PROBLEM REQUIREMENTS> Check each line of the material below for "yellow" and copy those where it appears.

SUPPLIED DATA>
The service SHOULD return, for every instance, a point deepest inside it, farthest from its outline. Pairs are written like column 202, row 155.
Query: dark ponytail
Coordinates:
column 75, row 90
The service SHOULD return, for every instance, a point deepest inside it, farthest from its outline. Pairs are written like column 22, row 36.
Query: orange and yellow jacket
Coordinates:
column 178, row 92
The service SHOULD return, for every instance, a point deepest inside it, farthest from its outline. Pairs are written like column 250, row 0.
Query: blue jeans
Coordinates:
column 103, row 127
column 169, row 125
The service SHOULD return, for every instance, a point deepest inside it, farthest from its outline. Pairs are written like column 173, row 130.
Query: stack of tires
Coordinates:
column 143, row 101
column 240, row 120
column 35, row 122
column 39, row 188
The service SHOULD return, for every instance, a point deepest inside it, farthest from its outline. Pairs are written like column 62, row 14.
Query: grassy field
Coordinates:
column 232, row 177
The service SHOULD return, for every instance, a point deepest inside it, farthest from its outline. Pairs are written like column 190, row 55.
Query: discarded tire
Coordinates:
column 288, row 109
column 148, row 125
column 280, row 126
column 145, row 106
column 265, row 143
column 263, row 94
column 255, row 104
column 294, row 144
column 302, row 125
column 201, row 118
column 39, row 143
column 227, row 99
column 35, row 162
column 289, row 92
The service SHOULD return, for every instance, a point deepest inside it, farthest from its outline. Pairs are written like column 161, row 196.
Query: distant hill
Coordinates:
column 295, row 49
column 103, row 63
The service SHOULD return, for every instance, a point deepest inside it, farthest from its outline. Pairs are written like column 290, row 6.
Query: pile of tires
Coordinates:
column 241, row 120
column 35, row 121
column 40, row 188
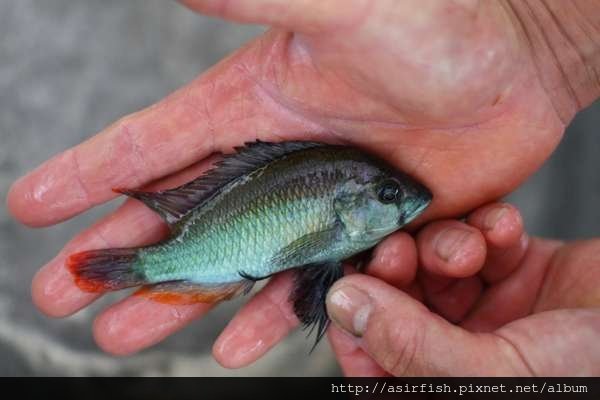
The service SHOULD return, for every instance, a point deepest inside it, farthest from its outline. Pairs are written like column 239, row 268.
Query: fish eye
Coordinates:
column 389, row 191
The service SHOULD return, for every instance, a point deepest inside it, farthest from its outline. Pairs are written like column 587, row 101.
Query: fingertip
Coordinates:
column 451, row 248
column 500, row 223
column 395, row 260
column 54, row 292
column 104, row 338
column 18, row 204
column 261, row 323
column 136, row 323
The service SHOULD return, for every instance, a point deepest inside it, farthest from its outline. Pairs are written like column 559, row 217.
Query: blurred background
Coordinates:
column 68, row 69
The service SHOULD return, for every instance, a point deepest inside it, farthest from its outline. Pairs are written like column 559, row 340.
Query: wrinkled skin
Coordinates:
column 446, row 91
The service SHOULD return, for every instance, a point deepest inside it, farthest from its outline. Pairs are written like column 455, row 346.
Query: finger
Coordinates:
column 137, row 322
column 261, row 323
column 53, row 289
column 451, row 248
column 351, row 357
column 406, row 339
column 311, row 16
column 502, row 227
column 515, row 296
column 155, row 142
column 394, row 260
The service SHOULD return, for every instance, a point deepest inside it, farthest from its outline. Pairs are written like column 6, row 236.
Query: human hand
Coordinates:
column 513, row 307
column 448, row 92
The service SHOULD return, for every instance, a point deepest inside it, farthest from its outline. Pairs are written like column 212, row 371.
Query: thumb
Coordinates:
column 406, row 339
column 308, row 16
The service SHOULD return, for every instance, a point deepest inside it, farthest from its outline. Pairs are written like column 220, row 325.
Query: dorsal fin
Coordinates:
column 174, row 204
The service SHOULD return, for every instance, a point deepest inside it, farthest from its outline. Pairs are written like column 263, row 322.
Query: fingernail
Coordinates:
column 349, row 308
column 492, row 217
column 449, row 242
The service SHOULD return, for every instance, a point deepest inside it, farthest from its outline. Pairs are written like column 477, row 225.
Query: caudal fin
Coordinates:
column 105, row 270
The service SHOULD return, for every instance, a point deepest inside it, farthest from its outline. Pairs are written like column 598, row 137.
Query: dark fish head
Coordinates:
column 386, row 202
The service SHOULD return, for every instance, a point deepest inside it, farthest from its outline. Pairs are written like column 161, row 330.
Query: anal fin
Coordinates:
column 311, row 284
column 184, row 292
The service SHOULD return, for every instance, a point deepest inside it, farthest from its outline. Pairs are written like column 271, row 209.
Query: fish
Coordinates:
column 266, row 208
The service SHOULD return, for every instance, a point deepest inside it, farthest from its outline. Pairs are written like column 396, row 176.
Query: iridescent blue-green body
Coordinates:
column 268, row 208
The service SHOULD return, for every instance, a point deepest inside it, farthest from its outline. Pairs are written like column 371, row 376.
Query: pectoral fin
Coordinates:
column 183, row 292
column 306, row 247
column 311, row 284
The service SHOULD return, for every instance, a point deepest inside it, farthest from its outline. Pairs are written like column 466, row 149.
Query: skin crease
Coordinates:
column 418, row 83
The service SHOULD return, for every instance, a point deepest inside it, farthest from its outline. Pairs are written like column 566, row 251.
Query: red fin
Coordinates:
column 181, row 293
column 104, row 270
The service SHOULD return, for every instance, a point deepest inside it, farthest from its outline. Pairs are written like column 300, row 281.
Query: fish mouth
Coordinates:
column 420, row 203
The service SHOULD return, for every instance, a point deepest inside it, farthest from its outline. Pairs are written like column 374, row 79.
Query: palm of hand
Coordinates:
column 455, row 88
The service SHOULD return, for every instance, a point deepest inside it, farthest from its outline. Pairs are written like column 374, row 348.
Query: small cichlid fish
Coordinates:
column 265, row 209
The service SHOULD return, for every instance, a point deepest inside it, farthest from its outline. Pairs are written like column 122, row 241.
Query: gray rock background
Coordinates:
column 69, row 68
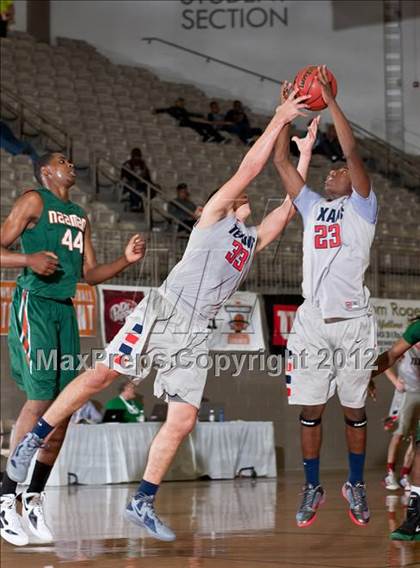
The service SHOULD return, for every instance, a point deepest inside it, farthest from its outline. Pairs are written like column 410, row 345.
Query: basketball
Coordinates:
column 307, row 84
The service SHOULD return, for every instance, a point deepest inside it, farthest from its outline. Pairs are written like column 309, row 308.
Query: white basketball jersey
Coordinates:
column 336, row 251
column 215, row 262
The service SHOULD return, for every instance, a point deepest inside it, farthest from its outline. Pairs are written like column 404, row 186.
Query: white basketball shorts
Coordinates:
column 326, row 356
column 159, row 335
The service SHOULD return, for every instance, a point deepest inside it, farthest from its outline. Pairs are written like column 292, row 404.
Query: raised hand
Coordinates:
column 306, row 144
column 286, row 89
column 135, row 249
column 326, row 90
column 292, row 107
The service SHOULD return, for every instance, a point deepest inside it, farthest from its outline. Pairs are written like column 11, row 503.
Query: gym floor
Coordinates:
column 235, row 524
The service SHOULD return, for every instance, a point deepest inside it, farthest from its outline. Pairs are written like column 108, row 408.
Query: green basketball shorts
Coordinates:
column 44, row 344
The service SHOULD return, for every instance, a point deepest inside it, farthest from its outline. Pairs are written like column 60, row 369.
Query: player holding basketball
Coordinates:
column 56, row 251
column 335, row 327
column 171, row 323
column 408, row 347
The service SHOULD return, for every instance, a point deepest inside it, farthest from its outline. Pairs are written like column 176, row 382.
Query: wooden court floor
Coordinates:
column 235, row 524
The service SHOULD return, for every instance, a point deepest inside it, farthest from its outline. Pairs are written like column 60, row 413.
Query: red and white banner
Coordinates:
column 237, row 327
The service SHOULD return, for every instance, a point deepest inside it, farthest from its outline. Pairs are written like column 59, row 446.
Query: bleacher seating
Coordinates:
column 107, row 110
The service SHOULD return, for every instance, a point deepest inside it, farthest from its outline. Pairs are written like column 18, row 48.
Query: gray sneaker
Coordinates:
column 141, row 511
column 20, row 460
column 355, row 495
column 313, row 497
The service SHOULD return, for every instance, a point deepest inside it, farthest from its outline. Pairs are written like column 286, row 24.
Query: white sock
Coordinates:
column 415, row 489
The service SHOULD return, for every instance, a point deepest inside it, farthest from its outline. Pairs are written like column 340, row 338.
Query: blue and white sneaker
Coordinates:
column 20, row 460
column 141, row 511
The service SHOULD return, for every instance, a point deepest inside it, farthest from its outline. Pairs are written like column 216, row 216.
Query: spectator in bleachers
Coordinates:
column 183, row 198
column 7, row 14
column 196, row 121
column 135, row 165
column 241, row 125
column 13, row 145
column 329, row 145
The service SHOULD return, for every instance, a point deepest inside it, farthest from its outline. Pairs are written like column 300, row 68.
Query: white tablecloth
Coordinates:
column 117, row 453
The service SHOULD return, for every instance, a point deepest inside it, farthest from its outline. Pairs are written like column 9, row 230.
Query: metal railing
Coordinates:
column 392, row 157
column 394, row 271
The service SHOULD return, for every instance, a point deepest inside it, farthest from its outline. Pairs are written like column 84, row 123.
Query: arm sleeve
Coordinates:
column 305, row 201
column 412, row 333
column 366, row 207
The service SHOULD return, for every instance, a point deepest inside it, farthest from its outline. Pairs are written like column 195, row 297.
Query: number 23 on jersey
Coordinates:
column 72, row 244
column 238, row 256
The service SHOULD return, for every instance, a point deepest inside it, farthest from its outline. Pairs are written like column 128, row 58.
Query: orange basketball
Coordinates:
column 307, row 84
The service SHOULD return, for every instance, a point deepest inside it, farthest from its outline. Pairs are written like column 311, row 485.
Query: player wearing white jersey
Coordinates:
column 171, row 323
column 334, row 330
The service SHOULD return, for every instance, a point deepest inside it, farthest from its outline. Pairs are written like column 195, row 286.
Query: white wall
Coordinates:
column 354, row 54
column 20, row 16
--
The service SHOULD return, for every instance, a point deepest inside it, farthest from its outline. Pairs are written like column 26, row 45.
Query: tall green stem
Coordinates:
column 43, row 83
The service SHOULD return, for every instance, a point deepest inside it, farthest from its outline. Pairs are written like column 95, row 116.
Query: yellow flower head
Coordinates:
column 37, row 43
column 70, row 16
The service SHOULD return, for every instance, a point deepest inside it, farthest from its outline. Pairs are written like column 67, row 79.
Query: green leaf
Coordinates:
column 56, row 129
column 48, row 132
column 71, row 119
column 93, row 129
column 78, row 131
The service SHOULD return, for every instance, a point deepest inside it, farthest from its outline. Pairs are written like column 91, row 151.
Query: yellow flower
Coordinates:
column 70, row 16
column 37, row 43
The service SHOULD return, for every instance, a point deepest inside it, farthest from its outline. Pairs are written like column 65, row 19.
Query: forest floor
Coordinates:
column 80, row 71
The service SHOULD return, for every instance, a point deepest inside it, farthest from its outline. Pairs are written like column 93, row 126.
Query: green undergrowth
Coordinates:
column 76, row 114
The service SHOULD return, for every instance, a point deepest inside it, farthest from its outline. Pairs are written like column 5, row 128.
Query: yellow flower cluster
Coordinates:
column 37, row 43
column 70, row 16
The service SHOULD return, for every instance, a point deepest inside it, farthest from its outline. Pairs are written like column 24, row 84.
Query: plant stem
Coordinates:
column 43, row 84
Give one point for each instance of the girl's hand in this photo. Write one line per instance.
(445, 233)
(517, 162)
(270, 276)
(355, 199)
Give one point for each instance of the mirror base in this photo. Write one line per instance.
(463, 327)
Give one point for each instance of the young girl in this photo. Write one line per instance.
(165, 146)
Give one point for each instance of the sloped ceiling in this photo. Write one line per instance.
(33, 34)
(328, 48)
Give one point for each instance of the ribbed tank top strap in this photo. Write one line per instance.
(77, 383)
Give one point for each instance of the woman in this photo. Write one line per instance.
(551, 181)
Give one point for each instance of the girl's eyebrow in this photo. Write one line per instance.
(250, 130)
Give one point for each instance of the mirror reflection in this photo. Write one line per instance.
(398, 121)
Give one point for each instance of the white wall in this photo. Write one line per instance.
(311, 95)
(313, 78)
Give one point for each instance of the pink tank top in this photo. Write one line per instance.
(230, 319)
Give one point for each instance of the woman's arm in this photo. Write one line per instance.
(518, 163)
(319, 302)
---
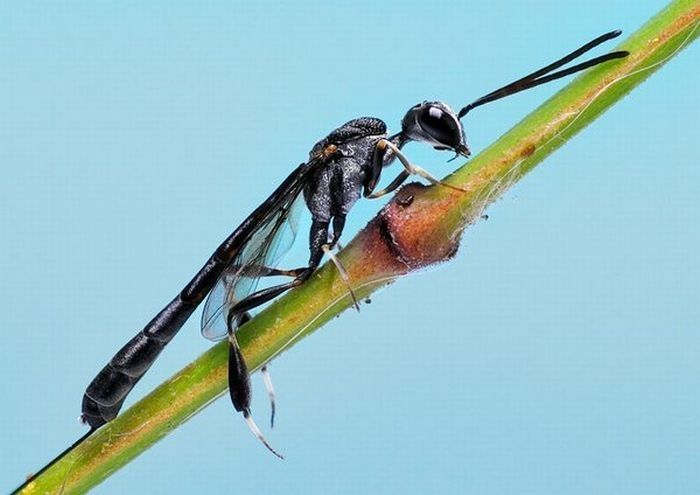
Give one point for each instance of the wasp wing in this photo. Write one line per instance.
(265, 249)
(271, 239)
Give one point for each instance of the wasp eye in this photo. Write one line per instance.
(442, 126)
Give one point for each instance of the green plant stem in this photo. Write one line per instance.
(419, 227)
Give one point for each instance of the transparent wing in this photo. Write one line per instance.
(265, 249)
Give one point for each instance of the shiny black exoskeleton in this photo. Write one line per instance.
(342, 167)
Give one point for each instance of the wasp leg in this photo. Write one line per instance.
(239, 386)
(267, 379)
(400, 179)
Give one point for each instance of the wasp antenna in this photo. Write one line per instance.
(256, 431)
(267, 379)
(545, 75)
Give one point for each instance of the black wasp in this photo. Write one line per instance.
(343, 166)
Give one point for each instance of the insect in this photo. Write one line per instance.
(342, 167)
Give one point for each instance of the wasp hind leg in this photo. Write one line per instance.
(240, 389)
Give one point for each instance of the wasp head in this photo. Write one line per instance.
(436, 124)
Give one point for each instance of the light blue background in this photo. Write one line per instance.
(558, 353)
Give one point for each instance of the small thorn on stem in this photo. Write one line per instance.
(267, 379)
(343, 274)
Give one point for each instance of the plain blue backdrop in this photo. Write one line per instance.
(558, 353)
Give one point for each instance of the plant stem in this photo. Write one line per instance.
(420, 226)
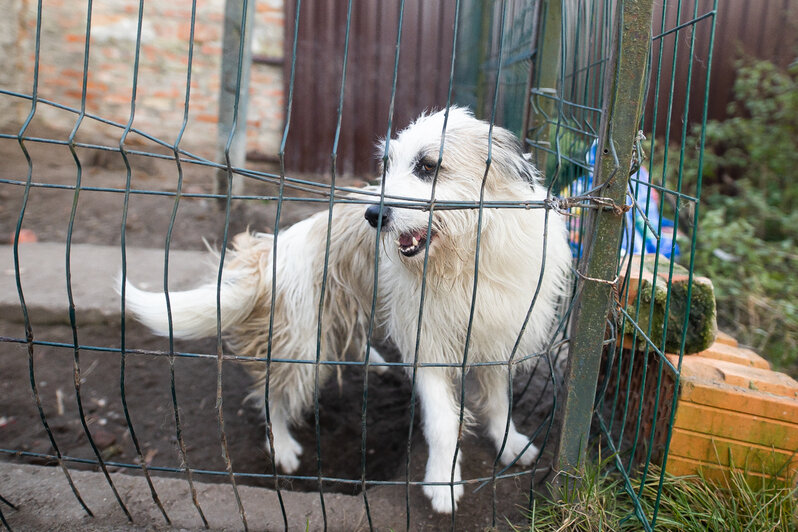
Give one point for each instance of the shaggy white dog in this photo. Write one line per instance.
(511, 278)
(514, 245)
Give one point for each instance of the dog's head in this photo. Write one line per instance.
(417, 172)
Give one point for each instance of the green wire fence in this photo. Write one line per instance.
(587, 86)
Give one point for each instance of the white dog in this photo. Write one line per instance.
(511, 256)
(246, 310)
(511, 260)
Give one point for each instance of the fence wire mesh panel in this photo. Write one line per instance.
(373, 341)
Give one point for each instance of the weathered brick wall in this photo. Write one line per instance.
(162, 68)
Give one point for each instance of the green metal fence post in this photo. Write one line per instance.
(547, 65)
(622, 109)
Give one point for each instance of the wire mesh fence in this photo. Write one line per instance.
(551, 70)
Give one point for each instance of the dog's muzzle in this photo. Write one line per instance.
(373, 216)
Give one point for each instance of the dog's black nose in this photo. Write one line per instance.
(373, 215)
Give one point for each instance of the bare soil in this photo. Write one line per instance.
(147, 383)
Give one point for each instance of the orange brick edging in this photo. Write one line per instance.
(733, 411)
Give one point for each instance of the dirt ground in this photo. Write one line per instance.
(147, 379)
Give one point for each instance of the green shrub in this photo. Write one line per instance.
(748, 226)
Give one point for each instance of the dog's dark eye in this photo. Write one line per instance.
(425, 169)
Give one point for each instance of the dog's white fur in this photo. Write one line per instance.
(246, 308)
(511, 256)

ANSWER BELOW>
Query: orange and yellow jacket
Query: yellow flower head
Query: yellow flower
Query: yellow flower cluster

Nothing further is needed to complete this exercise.